*Your objective*: Every entry that follows should be reproduced exactly.

[Data items]
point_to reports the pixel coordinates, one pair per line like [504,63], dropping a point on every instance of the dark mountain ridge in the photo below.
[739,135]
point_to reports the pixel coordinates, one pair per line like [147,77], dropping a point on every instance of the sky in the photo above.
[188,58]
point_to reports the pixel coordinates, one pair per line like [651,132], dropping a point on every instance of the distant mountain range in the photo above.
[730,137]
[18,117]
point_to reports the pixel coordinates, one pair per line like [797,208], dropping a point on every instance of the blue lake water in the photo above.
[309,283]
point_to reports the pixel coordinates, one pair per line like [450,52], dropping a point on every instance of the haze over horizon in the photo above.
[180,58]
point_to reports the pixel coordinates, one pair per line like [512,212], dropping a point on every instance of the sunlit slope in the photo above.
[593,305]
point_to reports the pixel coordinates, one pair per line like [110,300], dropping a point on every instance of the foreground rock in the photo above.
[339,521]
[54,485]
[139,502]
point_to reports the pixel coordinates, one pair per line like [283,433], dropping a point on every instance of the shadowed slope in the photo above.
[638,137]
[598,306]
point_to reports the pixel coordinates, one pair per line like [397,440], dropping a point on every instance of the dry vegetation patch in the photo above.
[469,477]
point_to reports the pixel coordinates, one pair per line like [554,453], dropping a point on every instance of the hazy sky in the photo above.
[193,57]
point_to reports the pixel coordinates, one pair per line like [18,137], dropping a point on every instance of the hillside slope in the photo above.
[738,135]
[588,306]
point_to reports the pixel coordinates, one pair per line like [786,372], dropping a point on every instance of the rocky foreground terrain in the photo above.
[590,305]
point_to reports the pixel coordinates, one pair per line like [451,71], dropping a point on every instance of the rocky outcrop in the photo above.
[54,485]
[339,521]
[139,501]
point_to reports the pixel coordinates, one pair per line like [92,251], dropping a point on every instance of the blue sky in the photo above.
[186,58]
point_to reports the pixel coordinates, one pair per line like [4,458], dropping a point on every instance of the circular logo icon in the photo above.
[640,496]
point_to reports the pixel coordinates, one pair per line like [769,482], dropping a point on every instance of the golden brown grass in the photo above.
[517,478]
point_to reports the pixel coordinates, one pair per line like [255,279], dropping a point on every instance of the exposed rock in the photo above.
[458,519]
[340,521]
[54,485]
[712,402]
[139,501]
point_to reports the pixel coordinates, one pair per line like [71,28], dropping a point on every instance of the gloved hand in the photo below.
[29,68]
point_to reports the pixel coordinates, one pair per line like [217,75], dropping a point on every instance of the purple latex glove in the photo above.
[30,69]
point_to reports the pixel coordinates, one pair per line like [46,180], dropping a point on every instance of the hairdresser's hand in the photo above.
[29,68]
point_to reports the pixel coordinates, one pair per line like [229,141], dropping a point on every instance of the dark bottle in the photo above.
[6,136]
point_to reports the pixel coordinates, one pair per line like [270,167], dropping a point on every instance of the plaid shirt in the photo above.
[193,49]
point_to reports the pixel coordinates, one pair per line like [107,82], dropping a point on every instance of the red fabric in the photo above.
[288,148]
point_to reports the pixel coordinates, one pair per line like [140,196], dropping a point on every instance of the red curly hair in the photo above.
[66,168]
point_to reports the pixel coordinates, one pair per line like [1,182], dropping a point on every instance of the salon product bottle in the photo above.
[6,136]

*Task result*:
point_to reports the pixel coordinates, one pair per line like [504,63], dropping a point on every instance of the dark mountain ridge in the photo below.
[739,135]
point_to reports the pixel coordinates, one pair per line like [147,77], dropping a point on every instance of the sky in the photo above.
[188,58]
point_to reports the pixel coordinates, one pair per line like [651,132], dropping a point on every instance of the distant mountain range in the photo above.
[730,137]
[18,117]
point_to reports the pixel coordinates, one pair per line like [797,208], dropping a point on every instance of the blue lake water in the photo above.
[309,283]
point_to reports the pixel coordinates, one pair per line like [450,52], dropping a point on every instance of the haze over horizon in the photo above.
[180,58]
point_to reports the pixel coordinates, one pair per line like [512,212], dropping a point on every instance of the sunlit slope in the photo above.
[593,305]
point_to reports the pixel coordinates, one pair per line like [110,300], dropping a point on every instance of the foreground rock in the photo above.
[339,521]
[54,485]
[139,502]
point_to reports the pixel coordinates, one pair per line like [283,433], dropping a point on every instance of the shadowed slope in the photo above.
[638,137]
[598,306]
point_to reports the pixel coordinates, one pair per line like [397,440], dropping a point on every instance of the dry vegetation patch in the photo above.
[469,477]
point_to reports the pixel coordinates, one pair per line like [554,453], dropping a point on every instance of the hazy sky in the photo above.
[193,57]
point_to reports the pixel coordinates, one pair per line like [18,137], dropping a point on every instance of the hillside slope in the photo above.
[738,135]
[588,306]
point_to reports the pixel coordinates, one pair per line like [786,372], dropping a point on every instance of the rocky foreground terrain in the photo above.
[590,305]
point_to reports the pixel coordinates, one pair per line like [451,71], dropping a point on every instance of the rocky outcrop in the photo above.
[54,485]
[339,521]
[139,501]
point_to reports the pixel coordinates, one pair per line like [92,251], dropping a point on every instance of the blue sky in the photo above.
[186,58]
point_to reports the pixel coordinates, one pair per line like [4,458], dropping a point on every instance of the circular logo icon in the photo above.
[640,496]
point_to reports the pixel coordinates, one pair per line like [769,482], dropping a point on every instance of the golden brown grass in the photo above.
[517,478]
point_to reports the pixel coordinates, one pair per line like [255,279], dropping a point on every instance of the exposed rock in the photo above.
[458,519]
[340,521]
[54,485]
[712,402]
[139,501]
point_to reports the pixel coordinates, one pair per line like [71,28], dropping a point on every instance of the gloved hand in the photo below.
[29,68]
point_to reports the pixel coordinates, one pair per line like [217,75], dropping a point on every instance of the purple latex glove in the photo above.
[30,69]
point_to reports the pixel coordinates, one pair per line like [46,180], dropping a point on every instance of the hairdresser's hand in the photo above.
[29,68]
point_to reports the pixel coordinates, one pair per line like [229,141], dropping a point on every instance of the dark bottle in the photo above.
[6,136]
point_to reports the pixel coordinates, one pair per line like [270,167], dropping a point on every instance of the plaid shirt in the photo above.
[193,49]
point_to reports the pixel coordinates, one pair per line like [107,82], dropping a point on every instance of the red fabric in the photo above.
[288,148]
point_to reports the pixel coordinates, one pair per line like [140,196], dropping a point on every instance of the red curly hair in the photo above.
[66,168]
point_to reports the pixel coordinates, one pair per line like [1,182], dropping a point on every instance of the salon product bottle in the photo above.
[6,136]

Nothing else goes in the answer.